Task to complete:
Every line from the one that contains "Could I trouble you to find the adult" to the end of the records must be restated word for word. No other line belongs in the answer.

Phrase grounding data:

╭──

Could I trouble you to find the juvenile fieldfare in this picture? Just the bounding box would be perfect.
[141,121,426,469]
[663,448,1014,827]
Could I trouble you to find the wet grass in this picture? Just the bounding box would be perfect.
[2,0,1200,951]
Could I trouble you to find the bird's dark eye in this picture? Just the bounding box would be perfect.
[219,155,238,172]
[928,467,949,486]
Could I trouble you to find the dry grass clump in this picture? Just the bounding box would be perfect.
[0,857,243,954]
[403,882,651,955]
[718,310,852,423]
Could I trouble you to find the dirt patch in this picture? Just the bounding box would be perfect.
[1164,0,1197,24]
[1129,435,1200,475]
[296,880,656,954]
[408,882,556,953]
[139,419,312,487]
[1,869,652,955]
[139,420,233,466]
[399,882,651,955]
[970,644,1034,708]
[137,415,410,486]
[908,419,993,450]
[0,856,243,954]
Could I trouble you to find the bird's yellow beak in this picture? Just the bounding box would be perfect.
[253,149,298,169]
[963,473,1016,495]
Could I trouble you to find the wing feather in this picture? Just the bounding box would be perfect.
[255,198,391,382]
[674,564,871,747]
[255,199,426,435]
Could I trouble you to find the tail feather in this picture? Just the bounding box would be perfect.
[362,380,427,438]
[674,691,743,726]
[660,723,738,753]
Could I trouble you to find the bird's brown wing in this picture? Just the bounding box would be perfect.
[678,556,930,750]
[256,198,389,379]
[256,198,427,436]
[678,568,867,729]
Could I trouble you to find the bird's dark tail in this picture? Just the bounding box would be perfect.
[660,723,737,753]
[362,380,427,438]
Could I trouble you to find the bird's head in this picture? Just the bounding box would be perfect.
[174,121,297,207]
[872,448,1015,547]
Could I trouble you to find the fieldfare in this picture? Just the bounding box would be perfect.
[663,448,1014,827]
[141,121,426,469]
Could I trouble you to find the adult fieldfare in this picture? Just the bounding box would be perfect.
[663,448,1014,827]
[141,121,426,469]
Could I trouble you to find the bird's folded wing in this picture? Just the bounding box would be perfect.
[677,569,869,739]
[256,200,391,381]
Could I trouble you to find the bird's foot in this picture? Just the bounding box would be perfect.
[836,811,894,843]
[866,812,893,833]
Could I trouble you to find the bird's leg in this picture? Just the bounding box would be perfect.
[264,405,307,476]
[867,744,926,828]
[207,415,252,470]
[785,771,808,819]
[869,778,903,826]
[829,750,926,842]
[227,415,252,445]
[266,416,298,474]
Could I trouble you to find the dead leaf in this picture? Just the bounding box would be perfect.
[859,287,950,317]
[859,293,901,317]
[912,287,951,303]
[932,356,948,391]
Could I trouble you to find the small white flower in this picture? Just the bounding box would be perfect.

╰──

Result for this task:
Could I trouble you to find the adult fieldfare in this picture? Just the bounding box would be perfect.
[663,448,1014,827]
[141,121,426,469]
Could I trouble you to find the bird's folded wing in this picture? Just the bounding box would be perfect.
[677,569,869,739]
[256,200,391,381]
Could I trouble you to find the bird's foot in this picture? Just the bounding box would be perfect.
[836,811,894,843]
[866,812,893,833]
Could I trouble you to find the bird's leg in this picture? Just the bounding box would be perfect.
[264,405,307,476]
[867,744,926,828]
[207,415,252,470]
[785,771,808,819]
[869,778,903,826]
[829,750,926,842]
[227,415,252,445]
[266,416,298,474]
Could I trouble you to find the dead leaf in this picture? Just the bounding box would be perfect.
[859,287,950,317]
[859,293,901,317]
[912,287,951,303]
[932,356,948,391]
Could I trouble you to find the small white flower in this picture? Just the bounding box would be perfect.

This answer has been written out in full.